**Instruction:** Reproduce the records verbatim, beginning with the line containing "rim --coords pixels" and continuing through the last line of the records.

╭──

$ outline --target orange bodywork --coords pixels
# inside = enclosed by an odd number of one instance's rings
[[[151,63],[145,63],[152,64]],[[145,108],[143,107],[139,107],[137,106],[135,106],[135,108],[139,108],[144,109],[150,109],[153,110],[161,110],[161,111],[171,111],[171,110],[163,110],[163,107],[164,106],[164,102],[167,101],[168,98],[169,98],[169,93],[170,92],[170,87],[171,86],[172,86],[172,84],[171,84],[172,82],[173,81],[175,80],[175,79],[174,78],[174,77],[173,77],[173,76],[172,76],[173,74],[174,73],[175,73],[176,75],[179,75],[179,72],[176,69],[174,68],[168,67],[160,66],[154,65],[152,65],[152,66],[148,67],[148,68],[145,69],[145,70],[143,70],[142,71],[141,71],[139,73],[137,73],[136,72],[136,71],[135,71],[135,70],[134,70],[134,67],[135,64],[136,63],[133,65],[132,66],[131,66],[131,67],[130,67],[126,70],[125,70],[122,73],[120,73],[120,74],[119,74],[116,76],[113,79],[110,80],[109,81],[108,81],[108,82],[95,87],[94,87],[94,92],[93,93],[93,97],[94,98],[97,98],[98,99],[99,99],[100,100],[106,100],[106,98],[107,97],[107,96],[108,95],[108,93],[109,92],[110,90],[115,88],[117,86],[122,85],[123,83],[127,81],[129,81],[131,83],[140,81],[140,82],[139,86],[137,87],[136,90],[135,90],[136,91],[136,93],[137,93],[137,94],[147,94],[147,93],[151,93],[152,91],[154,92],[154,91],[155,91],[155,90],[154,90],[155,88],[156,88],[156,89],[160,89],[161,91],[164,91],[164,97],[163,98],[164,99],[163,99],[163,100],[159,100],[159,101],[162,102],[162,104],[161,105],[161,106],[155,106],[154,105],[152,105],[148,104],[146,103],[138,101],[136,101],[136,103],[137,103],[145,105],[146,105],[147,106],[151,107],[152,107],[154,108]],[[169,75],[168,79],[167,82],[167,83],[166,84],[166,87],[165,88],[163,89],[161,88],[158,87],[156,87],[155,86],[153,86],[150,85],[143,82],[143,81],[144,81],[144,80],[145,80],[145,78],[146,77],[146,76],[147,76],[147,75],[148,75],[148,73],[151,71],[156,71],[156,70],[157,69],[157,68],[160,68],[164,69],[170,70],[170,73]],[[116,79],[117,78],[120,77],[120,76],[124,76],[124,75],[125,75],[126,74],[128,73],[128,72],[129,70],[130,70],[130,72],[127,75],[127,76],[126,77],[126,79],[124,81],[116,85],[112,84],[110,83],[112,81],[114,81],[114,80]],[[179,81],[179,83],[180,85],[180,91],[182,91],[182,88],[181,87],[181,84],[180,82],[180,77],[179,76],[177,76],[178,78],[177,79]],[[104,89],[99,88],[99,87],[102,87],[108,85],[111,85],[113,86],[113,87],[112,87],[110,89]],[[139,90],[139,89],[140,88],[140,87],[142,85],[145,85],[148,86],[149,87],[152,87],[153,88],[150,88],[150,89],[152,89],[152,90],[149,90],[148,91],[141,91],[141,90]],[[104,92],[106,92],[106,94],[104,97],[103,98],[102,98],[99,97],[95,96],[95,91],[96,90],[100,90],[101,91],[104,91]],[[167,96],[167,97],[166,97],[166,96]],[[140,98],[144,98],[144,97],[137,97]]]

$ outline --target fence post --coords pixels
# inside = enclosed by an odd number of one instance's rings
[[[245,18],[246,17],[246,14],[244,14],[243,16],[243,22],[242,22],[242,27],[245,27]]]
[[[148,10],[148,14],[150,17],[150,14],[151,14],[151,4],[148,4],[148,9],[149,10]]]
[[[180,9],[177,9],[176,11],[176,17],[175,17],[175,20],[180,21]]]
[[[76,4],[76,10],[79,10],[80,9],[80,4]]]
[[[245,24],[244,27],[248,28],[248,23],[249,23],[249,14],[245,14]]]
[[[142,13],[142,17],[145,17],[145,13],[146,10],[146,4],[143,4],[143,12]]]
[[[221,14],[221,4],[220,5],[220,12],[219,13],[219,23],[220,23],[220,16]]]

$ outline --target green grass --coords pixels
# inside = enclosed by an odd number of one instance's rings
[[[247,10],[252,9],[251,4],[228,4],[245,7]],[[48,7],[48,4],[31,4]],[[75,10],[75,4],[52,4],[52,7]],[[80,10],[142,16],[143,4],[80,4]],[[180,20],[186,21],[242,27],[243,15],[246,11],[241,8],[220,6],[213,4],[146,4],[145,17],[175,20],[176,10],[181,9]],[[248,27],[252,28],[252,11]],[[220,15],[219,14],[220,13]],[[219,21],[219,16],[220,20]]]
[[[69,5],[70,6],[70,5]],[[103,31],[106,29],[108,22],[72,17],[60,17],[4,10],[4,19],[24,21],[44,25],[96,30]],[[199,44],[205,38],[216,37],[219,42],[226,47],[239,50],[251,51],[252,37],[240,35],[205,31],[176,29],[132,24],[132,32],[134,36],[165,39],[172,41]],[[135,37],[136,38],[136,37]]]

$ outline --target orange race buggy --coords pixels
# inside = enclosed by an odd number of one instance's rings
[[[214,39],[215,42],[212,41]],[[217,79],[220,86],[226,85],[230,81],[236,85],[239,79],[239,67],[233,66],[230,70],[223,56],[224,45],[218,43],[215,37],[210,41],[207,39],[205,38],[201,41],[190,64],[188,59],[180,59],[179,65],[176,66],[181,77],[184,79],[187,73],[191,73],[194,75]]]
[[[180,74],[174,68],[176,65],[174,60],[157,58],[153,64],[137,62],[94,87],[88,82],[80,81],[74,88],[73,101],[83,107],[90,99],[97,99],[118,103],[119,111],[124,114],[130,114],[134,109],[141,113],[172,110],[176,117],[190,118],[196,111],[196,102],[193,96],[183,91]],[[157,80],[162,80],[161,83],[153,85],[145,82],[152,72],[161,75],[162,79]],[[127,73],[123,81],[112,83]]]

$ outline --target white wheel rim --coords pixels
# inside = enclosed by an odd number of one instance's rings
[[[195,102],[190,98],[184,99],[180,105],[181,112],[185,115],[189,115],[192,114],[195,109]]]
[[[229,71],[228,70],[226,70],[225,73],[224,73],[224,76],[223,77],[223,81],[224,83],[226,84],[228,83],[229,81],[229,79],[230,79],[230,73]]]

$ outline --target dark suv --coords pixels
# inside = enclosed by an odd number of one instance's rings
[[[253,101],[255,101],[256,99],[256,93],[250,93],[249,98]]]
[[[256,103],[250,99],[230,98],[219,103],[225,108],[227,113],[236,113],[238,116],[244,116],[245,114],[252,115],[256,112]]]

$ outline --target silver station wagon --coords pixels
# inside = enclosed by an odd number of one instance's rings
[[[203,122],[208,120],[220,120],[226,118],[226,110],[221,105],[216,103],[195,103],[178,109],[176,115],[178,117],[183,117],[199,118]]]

╰──

**The answer:**
$ outline --target white wheel rim --coords pixels
# inside = enclosed by an odd number of one instance's rings
[[[195,102],[190,98],[184,99],[180,105],[181,112],[185,115],[189,115],[192,114],[195,109]]]
[[[229,71],[228,70],[226,70],[225,73],[224,73],[224,76],[223,77],[223,81],[224,83],[226,84],[228,83],[229,81],[229,79],[230,79],[230,73]]]

$ outline --target dark suv --coords pixels
# inside = enclosed by an odd number of one instance's rings
[[[253,101],[255,101],[256,99],[256,93],[250,93],[249,98]]]
[[[256,103],[250,99],[230,98],[219,103],[225,108],[227,113],[236,113],[238,116],[244,116],[245,114],[252,115],[256,112]]]

$ outline --target silver station wagon --coords pixels
# inside = enclosed by an odd number of one instance's rings
[[[203,122],[208,120],[220,120],[226,118],[226,110],[221,105],[216,103],[195,103],[178,109],[176,115],[178,117],[183,117],[199,118]]]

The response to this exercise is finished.